### Challenge:
Repeat the lines below verbatim, beginning with the line that contains "For this evaluation, locate the windshield sticker" and continuing through the last line, both included.

— START —

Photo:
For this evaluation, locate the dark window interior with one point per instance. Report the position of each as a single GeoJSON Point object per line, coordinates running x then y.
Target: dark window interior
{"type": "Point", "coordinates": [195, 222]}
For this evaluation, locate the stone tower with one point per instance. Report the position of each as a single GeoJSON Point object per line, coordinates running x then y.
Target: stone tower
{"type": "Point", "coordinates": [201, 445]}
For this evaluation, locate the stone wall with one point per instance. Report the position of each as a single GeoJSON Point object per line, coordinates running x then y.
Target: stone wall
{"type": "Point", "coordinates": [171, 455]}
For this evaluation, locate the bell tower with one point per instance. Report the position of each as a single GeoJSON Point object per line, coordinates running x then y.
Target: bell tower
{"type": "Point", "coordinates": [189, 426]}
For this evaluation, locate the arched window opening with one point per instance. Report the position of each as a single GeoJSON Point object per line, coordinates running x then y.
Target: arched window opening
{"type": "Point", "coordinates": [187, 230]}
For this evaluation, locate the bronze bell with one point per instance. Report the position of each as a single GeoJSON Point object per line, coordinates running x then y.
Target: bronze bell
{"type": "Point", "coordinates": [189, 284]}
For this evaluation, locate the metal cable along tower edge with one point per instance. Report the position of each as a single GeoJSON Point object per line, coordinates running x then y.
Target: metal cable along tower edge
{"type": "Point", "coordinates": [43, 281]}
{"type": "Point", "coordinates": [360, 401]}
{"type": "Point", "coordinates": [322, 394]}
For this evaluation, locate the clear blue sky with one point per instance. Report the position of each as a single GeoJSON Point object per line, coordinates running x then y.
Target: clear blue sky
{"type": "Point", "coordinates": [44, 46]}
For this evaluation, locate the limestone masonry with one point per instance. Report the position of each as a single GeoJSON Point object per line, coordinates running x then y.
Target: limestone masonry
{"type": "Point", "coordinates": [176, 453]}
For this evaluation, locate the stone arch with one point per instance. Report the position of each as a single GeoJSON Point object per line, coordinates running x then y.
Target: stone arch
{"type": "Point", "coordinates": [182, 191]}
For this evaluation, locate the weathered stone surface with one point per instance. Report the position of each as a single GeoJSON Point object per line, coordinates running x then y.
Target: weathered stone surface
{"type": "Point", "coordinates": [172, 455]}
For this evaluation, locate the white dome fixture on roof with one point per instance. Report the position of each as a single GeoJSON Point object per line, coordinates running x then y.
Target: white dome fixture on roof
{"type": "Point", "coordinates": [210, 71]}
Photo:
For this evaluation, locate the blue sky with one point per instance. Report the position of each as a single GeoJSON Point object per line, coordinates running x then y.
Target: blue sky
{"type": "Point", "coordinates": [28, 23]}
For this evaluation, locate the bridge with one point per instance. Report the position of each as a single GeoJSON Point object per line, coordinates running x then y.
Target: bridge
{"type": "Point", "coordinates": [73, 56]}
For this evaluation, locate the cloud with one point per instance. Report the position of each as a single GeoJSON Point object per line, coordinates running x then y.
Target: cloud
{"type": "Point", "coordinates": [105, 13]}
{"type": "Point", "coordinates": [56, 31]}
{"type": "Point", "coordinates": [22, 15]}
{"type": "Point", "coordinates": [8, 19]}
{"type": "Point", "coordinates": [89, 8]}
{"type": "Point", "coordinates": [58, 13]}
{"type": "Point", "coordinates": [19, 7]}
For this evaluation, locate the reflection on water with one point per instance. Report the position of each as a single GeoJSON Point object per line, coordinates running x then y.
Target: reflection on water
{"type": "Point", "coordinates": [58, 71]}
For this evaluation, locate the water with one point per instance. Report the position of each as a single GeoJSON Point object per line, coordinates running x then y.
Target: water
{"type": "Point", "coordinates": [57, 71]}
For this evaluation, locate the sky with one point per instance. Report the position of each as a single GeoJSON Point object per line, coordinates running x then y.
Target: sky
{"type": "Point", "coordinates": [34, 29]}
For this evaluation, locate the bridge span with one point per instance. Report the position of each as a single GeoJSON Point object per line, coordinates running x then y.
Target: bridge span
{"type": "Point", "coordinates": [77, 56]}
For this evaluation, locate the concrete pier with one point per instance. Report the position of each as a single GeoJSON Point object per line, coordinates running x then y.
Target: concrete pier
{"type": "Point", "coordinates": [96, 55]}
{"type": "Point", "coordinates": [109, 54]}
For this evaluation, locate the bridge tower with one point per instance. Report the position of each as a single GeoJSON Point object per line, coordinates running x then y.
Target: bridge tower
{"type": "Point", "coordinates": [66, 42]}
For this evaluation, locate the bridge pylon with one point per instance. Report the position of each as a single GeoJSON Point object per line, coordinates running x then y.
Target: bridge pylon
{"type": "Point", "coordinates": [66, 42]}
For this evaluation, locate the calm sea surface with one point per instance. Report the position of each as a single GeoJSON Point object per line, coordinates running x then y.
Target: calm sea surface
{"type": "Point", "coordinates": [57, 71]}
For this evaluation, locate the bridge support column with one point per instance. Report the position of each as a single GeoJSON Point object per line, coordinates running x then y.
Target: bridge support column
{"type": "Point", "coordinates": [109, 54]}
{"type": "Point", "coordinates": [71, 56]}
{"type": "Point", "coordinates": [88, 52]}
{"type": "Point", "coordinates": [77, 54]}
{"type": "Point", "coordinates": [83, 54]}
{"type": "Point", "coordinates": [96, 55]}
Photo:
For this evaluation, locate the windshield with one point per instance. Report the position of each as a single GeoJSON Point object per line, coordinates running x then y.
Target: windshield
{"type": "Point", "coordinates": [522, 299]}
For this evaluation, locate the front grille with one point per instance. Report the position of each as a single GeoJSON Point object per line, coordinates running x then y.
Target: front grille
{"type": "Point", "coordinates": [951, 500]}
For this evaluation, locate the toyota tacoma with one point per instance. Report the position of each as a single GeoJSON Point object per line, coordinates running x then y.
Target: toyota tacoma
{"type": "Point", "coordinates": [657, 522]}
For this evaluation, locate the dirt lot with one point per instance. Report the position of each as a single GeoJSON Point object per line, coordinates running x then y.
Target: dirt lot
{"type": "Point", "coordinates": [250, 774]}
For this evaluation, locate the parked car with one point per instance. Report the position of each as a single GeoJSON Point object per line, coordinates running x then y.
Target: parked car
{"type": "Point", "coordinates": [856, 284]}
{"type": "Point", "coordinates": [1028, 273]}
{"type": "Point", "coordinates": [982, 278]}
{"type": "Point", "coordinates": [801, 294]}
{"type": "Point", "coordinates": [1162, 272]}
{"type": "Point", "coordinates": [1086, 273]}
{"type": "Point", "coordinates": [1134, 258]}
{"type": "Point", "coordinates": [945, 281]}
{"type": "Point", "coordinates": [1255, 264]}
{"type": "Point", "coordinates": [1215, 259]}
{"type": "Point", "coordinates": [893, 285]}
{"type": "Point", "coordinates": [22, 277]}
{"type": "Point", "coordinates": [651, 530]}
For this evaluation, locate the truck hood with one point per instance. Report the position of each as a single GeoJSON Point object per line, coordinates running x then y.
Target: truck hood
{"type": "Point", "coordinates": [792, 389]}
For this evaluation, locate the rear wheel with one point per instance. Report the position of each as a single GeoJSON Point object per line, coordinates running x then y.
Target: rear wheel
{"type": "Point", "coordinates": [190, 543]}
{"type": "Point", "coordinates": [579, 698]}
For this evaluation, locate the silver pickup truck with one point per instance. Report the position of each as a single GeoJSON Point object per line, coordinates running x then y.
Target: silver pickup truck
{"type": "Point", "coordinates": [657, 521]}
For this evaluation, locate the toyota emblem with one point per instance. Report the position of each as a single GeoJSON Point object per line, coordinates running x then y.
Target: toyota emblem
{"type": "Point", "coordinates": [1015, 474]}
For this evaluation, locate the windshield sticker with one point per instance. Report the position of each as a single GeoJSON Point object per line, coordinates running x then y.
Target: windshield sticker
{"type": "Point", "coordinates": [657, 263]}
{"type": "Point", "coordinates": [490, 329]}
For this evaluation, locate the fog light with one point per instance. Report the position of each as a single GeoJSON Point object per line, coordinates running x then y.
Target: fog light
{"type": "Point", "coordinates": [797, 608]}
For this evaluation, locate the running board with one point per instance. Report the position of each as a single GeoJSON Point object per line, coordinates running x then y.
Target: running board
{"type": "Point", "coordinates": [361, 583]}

— END —

### Answer:
For this evaluation, locate the windshield sticker with one point per instance. Report the position of each as a single GeoJSON Point object per line, coordinates running x then y.
Target: windshield sticker
{"type": "Point", "coordinates": [657, 263]}
{"type": "Point", "coordinates": [490, 329]}
For this evaluation, locate the fog light with one point per instance. Report the position of each as a single GeoJSON Point object per line, coordinates running x then y.
Target: fog light
{"type": "Point", "coordinates": [797, 608]}
For this evaluation, locate the running board with one point per instance. Report the position of each as a single GeoJSON Point object per line, coordinates running x then y.
Target: running board
{"type": "Point", "coordinates": [361, 583]}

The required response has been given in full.